-- EXERCISE DETAILS --
Copy the lines below word for word, from the line with "Please provide the mask of every instance of the airplane" to the line with "POLYGON ((180 212, 180", including both of those lines. Omit the pictures.

Data entries:
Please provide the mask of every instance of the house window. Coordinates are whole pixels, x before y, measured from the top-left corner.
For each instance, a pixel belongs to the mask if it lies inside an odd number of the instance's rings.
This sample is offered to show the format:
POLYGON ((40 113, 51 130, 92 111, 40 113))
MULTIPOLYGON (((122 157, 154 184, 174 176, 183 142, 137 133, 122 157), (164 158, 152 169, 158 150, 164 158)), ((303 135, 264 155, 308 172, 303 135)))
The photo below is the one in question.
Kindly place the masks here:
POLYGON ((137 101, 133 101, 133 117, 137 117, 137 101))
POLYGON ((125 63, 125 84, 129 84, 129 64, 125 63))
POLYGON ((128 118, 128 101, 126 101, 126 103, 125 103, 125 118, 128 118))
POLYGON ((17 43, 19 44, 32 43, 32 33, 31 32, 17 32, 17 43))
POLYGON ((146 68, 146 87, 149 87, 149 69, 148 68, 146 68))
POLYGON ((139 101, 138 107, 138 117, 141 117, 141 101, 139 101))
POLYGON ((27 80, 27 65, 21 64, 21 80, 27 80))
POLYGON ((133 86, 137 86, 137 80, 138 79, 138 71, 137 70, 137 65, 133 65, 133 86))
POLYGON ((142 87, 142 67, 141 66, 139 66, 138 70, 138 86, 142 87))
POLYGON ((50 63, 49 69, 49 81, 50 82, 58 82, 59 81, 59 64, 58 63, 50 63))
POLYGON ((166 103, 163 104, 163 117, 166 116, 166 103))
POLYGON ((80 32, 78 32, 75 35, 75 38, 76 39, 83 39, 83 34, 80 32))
* * *
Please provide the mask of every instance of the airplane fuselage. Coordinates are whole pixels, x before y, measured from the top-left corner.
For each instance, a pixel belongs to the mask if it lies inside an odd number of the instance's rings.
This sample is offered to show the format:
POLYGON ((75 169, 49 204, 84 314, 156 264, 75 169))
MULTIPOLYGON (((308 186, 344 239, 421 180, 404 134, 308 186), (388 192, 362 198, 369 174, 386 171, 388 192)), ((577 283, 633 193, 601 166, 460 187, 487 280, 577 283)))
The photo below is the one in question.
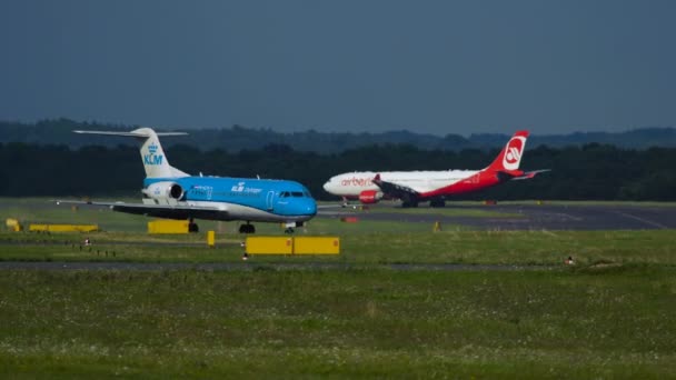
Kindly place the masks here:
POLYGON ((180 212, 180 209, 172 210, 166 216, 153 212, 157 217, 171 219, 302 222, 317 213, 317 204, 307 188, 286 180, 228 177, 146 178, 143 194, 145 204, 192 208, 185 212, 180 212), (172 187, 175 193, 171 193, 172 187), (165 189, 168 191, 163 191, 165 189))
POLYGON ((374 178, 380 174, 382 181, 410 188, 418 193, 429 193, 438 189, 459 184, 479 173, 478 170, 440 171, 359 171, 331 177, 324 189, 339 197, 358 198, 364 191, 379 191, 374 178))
---
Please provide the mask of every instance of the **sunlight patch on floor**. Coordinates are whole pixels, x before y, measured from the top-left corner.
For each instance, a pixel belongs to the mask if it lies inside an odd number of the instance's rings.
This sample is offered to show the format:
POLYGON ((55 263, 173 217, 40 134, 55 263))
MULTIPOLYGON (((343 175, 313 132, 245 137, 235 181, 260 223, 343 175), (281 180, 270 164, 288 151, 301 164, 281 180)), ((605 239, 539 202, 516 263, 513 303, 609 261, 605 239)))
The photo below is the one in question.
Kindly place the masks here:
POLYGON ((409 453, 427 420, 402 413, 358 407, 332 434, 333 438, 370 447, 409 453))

-- OUTPUT OF THE TASK --
Please provide the mask of every instance of the airplane fuselage. Coordinates are whole pixels, x before y, measured from the top-left corner.
For each instance, a pixel belongs to the mask if it lies inside an odd number of the instance's rings.
This sample is offered to show the format:
POLYGON ((75 169, 49 204, 84 314, 156 264, 75 169))
MULTIPOLYGON (((308 186, 344 239, 421 180, 404 134, 308 186), (388 192, 362 198, 369 174, 386 171, 388 192)), ((577 283, 633 193, 601 166, 460 187, 487 280, 577 283)))
The photo below is the one in question.
Kindly place the masks here:
POLYGON ((180 212, 180 209, 172 210, 166 216, 153 212, 157 217, 171 219, 302 222, 317 213, 317 204, 307 188, 286 180, 228 177, 146 178, 143 194, 145 204, 192 208, 185 212, 180 212), (172 187, 175 193, 171 193, 172 187), (165 189, 168 191, 163 191, 165 189))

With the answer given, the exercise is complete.